# Aim
Render every line of the records below as a JSON list of strings, one string per line, omitting any blank lines.

# Extracted records
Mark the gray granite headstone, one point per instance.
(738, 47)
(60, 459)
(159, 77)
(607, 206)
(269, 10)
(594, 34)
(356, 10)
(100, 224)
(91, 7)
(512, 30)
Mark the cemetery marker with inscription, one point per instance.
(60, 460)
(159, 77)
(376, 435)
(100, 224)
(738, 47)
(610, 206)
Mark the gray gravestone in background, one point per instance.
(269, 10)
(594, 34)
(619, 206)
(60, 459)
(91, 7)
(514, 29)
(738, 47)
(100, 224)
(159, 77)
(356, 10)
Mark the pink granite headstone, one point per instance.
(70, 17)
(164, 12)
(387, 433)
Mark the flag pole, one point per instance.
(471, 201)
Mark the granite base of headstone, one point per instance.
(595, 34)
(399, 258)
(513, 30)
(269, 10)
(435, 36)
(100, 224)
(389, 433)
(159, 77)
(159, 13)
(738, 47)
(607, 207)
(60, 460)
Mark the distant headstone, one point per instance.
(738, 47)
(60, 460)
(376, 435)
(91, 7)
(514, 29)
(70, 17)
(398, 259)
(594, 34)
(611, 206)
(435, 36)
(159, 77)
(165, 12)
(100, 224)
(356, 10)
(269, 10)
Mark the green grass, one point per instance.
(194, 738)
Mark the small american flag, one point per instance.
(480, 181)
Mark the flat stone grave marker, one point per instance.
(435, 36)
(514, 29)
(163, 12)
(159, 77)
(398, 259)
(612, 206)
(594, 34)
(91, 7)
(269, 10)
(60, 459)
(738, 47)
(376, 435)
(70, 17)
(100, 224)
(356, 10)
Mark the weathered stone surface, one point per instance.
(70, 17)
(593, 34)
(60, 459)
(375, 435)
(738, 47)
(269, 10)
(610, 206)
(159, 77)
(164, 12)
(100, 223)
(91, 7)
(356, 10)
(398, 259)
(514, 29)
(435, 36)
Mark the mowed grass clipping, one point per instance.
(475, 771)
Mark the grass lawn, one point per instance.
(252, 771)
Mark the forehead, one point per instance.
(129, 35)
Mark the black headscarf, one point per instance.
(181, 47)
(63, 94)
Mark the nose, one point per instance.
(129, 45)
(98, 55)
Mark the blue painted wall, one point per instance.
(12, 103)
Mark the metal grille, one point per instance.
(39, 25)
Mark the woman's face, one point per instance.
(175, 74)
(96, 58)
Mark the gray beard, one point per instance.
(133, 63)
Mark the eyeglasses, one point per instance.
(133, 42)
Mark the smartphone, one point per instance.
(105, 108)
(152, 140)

# Output
[
  "Mark the gray granite headstone, one point per instance.",
  "(738, 47)",
  "(60, 459)",
  "(159, 77)",
  "(607, 206)",
  "(269, 10)",
  "(594, 34)",
  "(356, 10)",
  "(100, 224)",
  "(91, 7)",
  "(512, 30)",
  "Mark the cemetery marker with inscription, one point per instance.",
  "(60, 460)",
  "(159, 77)",
  "(376, 435)",
  "(100, 224)",
  "(738, 47)",
  "(610, 206)",
  "Mark the gray gravestone in background, one point per instance.",
  "(269, 10)",
  "(594, 34)",
  "(619, 206)",
  "(60, 459)",
  "(91, 7)",
  "(514, 29)",
  "(738, 47)",
  "(100, 224)",
  "(159, 77)",
  "(356, 10)",
  "Mark the pink granite headstone, one point per instance.",
  "(70, 17)",
  "(164, 12)",
  "(387, 433)",
  "Mark the flag pole, one point per instance.",
  "(471, 201)",
  "Mark the granite base of headstone, one point per instance.",
  "(595, 34)",
  "(399, 258)",
  "(513, 30)",
  "(269, 10)",
  "(435, 36)",
  "(100, 224)",
  "(389, 433)",
  "(159, 77)",
  "(159, 13)",
  "(738, 47)",
  "(607, 207)",
  "(60, 460)",
  "Mark the distant headstone, one point per instance.",
  "(738, 47)",
  "(60, 460)",
  "(376, 435)",
  "(91, 7)",
  "(514, 29)",
  "(70, 17)",
  "(398, 259)",
  "(594, 34)",
  "(611, 206)",
  "(435, 36)",
  "(159, 77)",
  "(165, 12)",
  "(100, 224)",
  "(356, 10)",
  "(269, 10)",
  "Mark the green grass, one point per instance.",
  "(194, 738)",
  "Mark the small american flag, one point per instance.",
  "(480, 181)",
  "Mark the flat stone grave marker, one point per instance.",
  "(435, 36)",
  "(514, 29)",
  "(163, 12)",
  "(159, 77)",
  "(398, 259)",
  "(612, 206)",
  "(594, 34)",
  "(91, 7)",
  "(269, 10)",
  "(60, 459)",
  "(738, 47)",
  "(376, 435)",
  "(70, 17)",
  "(100, 224)",
  "(356, 10)",
  "Mark the weathered stone surface, one point per instance.",
  "(70, 17)",
  "(593, 34)",
  "(60, 459)",
  "(375, 435)",
  "(738, 47)",
  "(269, 10)",
  "(610, 206)",
  "(159, 77)",
  "(164, 12)",
  "(100, 223)",
  "(91, 7)",
  "(356, 10)",
  "(398, 259)",
  "(514, 29)",
  "(435, 36)",
  "Mark the mowed grass clipping, one point per instance.",
  "(475, 771)",
  "Mark the grass lawn, one point per instance.",
  "(252, 771)",
  "Mark the forehead, one point per instance.",
  "(129, 35)",
  "Mark the black headscarf, one point per instance.",
  "(181, 47)",
  "(63, 94)",
  "Mark the nose, one point per instance.",
  "(129, 45)",
  "(98, 55)",
  "Mark the blue painted wall, one point per instance.",
  "(12, 103)",
  "Mark the metal grille, one point per instance.",
  "(39, 25)",
  "Mark the woman's face, one point per instance.",
  "(175, 74)",
  "(96, 58)",
  "Mark the gray beard, one point per instance.",
  "(133, 63)",
  "Mark the eyeglasses, one point per instance.",
  "(133, 42)",
  "Mark the smartphone, one point per instance.",
  "(105, 108)",
  "(152, 140)"
]